--- EXERCISE DESCRIPTION ---
Look for the string "this" in the material below. Copy every line where you find it.

--- SOURCE MATERIAL ---
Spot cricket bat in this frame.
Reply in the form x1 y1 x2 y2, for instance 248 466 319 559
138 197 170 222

--

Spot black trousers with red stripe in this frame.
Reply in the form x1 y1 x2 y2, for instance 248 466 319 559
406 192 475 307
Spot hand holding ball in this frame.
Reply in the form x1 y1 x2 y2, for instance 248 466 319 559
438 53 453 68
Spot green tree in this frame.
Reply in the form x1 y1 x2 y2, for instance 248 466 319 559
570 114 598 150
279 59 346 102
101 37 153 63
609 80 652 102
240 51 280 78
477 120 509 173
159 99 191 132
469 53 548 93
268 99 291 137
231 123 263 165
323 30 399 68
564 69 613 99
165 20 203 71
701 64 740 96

...

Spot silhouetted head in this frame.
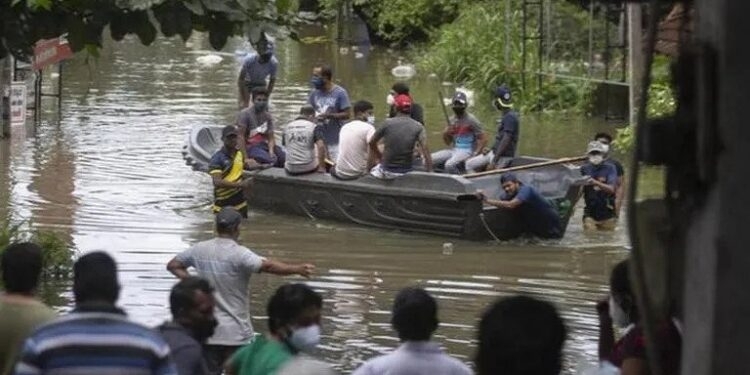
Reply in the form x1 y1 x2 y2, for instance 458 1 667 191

--- RESPONSE AREA ---
Spot cricket bat in this frame.
Spot black trousers with red stripe in this frame.
Spot hand holding ball in this frame.
Spot green tree in this frame.
Spot silhouetted head in this frame.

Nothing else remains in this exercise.